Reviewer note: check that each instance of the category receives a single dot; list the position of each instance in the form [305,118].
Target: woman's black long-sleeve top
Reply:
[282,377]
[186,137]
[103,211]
++++++++++
BRIEF » Rewrite the listing with "black" switched to "navy", keeping everything else the same.

RESULT FOR THIS TASK »
Reviewer note: check that each instance of the category receives a single dot; list the position of each instance in the form [305,118].
Target: woman's navy long-sleeve top
Reply:
[282,377]
[186,137]
[103,211]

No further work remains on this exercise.